Página
- - -

O grande desafio da valorização da
biodiversidade é que enquanto não lhe colocarmos um valor monetário, fica
difícil avaliar o custo de oportunidade. Enquanto não entrar nas contas
nacionais não entra nos indicadores de desenvolvimento.
4.
Turismo como forma de valorização da
biodiversidade
O turismo é uma das formas mais
fáceis de atribuir um valor à biodiversidade, estabelecendo um preço de entrada
aos parques e reservas naturais, que representa o custo de conservar a
natureza. De facto, o valor atribuído significa que disfrutar da natureza e
contemplar paisagens lindas, ouvir o canto dos pássaros, e fotografar um animal
carismático tem um valor que pode ser expresso monetariamente.
A nível global, o turismo foi o
principal agente de crescimento económico e principal contribuinte na criação
de emprego, redução de pobreza, conservação do ambiente, a paz e entendimento
multicultural. Nessa base, a Organização Internacional do Turismo criou o
Comité para o Turismo Sustentável, com a finalidade de monitorar o
desenvolvimento sustentável do turismo, incluindo o ecoturismo para a
erradicação da pobreza e conservação do ambiente como um elemento principal.
A biodiversidade enriquece
actividades de lazer como caminhadas, observação de pássaros ou estudo de
história natural. Muitas culturas vêem-se como uma parte do mundo natural,
criando assim hibridação entre valores culturais e naturais, enriquecendo os
elementos turísticos.
4.1
Turismo ecológico
Os parques nacionais são talvez a
forma mais comum de conservação da natureza que proporciona oportunidades para
o turismo. Quando em 1872, o Yellowstone
National Park, o primeiro parque nacional do mundo, foi criado, com o
objectivo de se tornar num “espaço
público de lazer para o benefício e diversão do povo” e representou o
inicio de uma nova Era por ter permitido a valorização da terra pela sua beleza
cénica, ao invés de a transformar em área agrícola, habitacional ou industrial.
Hoje,
existem mais de 14,800 parques nacionais em mais de 100 países e acredita-se
que os mesmos, co-geridos de forma participativa, sejam a forma mais efectiva
de conservação da biodiversidade. Desta forma, os parques nacionais e o turismo
estabeleceram uma aliança na promoção do desenvolvimento do turismo e na
conservação da biodiversidade.
Um
estudo realizado pelo Instituto Semeia (do Brasil) em 2015 sobre o turismo e os
parques nacionais no Brasil e Estados Unidos da América ()
revelou que em 92% dos parques, a biodiversidade e os recursos naturais eram
mantidos pelo turismo. O estudo mostrou ainda que o uso público contribuiu para
a educação ambiental dos visitantes, para além de ter ajudado na diminuição de
actividades ilegais dentro dos parques, como caça, desmatamento e incêndios.

- - -

Dados do exercício
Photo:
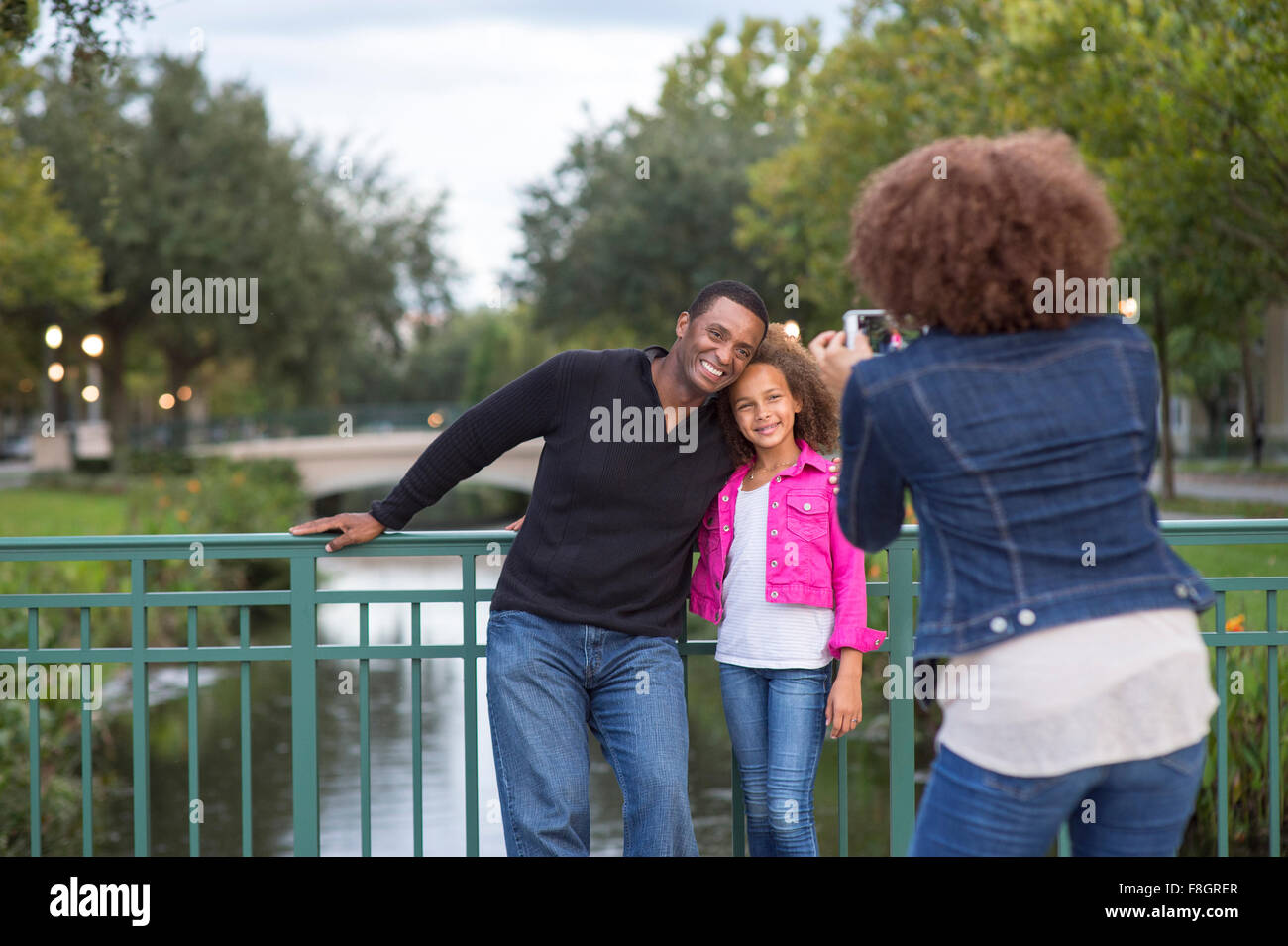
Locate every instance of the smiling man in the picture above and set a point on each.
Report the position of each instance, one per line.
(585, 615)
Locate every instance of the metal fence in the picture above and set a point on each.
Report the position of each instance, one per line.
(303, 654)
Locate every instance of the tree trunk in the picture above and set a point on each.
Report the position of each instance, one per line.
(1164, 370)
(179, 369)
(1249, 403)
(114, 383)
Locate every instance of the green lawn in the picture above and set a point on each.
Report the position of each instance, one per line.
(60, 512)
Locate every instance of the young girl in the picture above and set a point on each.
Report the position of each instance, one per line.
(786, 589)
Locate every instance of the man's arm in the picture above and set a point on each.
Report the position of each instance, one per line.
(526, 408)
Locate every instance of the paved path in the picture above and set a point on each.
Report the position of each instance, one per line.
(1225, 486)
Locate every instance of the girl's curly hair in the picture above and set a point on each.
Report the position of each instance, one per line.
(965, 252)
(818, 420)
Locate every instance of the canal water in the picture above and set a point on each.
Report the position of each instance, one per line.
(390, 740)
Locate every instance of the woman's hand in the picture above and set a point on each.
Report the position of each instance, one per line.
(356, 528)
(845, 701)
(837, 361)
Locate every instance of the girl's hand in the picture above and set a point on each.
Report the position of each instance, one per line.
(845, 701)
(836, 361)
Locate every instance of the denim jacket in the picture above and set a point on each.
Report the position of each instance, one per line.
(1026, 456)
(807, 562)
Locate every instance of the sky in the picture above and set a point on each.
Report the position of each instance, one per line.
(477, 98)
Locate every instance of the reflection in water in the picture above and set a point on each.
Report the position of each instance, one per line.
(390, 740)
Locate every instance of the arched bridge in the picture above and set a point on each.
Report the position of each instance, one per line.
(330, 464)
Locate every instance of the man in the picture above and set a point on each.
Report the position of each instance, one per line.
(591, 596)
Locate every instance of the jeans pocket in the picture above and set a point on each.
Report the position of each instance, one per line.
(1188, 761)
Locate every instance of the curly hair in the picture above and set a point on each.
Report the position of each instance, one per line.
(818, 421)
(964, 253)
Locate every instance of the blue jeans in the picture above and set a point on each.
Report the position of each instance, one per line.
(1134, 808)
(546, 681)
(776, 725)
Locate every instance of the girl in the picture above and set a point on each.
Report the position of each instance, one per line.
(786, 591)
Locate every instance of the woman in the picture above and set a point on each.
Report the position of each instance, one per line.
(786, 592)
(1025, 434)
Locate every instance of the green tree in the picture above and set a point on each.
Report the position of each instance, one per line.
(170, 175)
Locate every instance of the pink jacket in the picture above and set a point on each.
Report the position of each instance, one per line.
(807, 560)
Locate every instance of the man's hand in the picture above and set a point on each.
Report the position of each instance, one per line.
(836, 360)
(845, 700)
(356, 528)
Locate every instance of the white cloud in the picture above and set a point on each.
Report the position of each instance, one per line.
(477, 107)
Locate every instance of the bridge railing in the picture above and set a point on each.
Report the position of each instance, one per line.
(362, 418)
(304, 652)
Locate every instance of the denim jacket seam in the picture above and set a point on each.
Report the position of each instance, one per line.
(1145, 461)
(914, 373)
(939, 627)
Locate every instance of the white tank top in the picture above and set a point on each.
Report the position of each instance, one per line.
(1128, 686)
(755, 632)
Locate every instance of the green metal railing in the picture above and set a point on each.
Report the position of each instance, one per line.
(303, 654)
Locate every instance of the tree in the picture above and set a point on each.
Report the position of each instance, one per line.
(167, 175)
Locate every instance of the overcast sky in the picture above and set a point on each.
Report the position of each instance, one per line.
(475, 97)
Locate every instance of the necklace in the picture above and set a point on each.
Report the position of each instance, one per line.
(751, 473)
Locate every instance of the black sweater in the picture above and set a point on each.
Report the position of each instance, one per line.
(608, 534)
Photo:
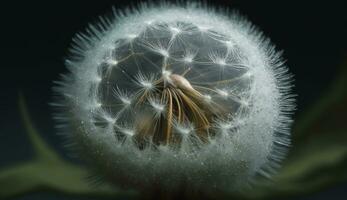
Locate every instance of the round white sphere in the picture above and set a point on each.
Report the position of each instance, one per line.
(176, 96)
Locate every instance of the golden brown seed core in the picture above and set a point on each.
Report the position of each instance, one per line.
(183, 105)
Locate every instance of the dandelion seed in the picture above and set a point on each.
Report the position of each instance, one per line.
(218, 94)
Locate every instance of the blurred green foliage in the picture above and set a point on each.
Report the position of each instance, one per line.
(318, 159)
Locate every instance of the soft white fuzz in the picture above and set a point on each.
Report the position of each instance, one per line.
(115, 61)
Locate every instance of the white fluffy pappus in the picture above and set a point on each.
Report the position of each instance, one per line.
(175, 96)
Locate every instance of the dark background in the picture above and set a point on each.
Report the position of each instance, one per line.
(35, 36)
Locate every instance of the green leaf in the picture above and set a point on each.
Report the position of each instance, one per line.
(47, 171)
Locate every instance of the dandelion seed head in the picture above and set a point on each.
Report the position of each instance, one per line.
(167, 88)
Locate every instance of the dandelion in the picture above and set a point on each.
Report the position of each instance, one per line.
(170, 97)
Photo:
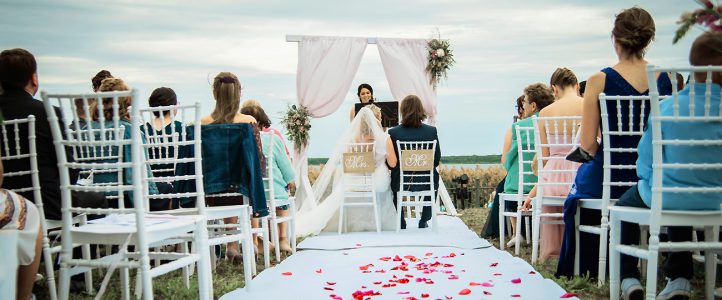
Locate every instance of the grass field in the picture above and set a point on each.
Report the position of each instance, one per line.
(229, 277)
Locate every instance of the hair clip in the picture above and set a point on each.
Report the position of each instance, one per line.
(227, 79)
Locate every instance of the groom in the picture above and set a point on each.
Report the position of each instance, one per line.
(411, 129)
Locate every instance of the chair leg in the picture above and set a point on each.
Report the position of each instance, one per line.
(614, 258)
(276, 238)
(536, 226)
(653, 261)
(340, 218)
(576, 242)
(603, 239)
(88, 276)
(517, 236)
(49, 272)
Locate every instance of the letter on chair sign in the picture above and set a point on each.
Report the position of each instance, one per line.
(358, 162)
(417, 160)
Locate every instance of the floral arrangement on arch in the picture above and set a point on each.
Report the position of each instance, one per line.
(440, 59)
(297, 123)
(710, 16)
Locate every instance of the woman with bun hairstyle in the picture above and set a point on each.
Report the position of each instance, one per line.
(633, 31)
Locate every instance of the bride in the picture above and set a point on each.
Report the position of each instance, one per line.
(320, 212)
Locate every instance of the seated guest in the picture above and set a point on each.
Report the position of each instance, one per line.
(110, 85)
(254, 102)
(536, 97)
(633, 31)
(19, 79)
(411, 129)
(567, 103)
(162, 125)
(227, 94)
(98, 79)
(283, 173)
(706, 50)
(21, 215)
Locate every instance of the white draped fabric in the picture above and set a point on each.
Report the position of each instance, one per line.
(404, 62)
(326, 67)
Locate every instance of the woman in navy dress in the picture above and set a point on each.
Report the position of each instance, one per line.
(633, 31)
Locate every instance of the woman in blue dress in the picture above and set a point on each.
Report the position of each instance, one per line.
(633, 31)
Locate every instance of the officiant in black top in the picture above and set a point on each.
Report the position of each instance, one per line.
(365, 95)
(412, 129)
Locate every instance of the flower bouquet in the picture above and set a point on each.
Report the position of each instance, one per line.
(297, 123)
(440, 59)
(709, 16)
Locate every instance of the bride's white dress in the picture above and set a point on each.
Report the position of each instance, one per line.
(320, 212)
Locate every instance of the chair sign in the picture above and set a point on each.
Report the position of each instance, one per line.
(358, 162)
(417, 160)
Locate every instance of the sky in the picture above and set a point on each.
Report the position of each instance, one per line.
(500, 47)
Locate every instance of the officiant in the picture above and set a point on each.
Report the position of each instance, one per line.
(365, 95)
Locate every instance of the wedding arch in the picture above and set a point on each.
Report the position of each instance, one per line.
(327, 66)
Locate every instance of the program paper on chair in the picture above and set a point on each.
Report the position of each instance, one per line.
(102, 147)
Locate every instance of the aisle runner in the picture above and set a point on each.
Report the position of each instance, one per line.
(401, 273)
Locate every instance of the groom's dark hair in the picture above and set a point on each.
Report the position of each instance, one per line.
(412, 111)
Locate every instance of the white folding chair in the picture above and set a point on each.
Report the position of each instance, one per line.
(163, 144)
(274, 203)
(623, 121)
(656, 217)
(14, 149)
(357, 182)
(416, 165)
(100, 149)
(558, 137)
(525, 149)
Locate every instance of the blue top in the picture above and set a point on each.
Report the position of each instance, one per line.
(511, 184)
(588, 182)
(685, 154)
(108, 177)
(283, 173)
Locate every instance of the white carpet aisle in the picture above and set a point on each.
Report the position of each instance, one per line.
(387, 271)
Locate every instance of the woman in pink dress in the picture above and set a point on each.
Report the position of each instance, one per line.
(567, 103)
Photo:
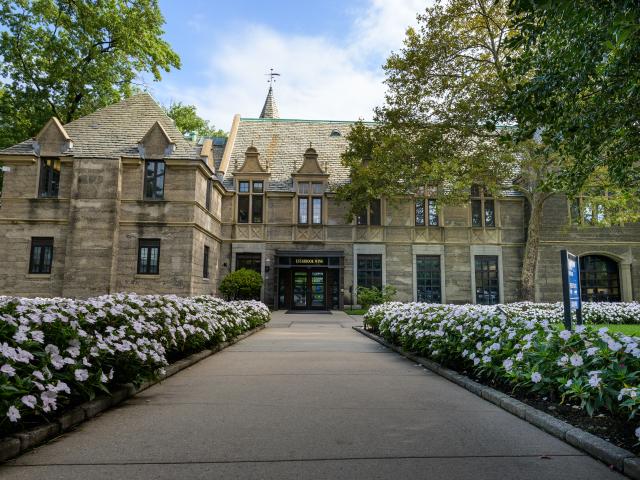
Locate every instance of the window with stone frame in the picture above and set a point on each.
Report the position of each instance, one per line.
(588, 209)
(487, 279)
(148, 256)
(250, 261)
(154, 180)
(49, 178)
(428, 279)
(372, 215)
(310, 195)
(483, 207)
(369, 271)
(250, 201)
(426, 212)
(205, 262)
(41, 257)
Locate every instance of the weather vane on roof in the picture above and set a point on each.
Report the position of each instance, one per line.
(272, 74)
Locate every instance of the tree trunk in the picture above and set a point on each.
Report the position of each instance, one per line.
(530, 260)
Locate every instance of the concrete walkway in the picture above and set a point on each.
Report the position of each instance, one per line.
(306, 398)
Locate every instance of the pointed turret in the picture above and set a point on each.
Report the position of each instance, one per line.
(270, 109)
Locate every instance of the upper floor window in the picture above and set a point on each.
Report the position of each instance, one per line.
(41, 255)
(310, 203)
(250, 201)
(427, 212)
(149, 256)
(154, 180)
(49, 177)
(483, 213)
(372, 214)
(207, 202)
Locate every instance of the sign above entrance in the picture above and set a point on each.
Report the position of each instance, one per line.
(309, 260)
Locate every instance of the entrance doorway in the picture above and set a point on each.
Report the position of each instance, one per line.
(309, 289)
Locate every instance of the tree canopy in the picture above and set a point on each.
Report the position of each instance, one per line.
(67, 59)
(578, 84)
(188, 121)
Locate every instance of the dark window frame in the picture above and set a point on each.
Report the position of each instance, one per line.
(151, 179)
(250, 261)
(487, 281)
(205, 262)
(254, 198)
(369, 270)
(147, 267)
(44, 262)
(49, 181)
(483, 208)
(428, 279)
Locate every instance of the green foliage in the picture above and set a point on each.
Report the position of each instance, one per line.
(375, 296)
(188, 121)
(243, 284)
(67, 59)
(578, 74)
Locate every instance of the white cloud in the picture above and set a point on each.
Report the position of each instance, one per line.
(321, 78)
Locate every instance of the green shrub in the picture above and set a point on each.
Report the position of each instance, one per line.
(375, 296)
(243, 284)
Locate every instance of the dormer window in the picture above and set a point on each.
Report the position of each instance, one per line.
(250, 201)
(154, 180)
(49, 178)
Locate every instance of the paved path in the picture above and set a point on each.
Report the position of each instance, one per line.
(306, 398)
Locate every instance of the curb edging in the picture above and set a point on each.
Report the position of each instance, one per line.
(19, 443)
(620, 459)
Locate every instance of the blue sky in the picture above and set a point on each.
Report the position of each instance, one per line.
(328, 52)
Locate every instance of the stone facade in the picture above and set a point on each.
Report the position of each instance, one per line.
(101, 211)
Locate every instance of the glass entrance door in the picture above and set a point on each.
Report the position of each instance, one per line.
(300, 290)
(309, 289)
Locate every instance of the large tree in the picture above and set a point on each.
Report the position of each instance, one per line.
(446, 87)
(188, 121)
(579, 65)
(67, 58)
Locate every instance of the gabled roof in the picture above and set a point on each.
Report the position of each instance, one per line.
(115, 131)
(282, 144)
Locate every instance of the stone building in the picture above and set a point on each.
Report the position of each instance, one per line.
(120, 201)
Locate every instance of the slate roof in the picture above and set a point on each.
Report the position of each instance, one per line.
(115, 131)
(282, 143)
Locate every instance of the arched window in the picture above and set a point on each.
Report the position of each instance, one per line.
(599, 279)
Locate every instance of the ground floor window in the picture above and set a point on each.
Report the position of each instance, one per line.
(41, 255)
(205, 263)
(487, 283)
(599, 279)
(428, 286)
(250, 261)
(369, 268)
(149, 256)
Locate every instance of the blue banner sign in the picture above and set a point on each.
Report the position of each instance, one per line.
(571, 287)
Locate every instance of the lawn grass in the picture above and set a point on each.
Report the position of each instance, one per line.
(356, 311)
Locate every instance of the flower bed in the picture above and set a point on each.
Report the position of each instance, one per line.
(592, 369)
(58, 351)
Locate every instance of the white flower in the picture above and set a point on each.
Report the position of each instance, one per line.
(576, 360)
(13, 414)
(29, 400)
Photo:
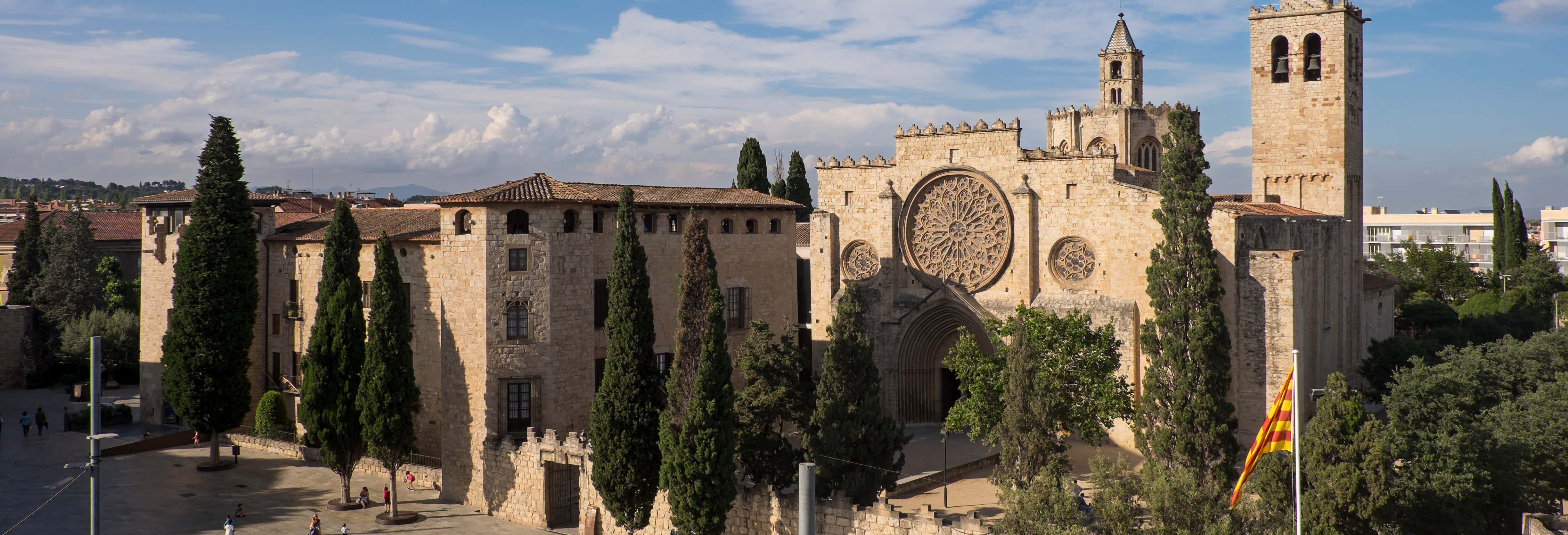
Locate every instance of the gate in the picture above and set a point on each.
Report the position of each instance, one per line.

- - -

Lista de tarefas
A – Transcreva sem alterações o trecho do texto sobre turismo e biodiversidade que começa nas palavras "Turismo como forma" e termina logo após "ser expresso monetariamente.".
B – Reúna todas as linhas das entradas em que aparece a palavra "tree", copiando cada uma sem alterações.

Respostas certas
A –
Turismo como forma de valorização da
biodiversidade
O turismo é uma das formas mais
fáceis de atribuir um valor à biodiversidade, estabelecendo um preço de entrada
aos parques e reservas naturais, que representa o custo de conservar a
natureza. De facto, o valor atribuído significa que disfrutar da natureza e
contemplar paisagens lindas, ouvir o canto dos pássaros, e fotografar um animal
carismático tem um valor que pode ser expresso monetariamente.

B –
Locate every instance of the tree trunk in the picture above and set a point on each.
Locate every instance of the green tree in the picture above and set a point on each.
Locate every instance of the tree in the picture above and set a point on each.
Locate every instance of the tree trunk in the picture above and set a point on each.
Locate every instance of the tree canopy in the picture above and set a point on each.
Locate every instance of the large tree in the picture above and set a point on each.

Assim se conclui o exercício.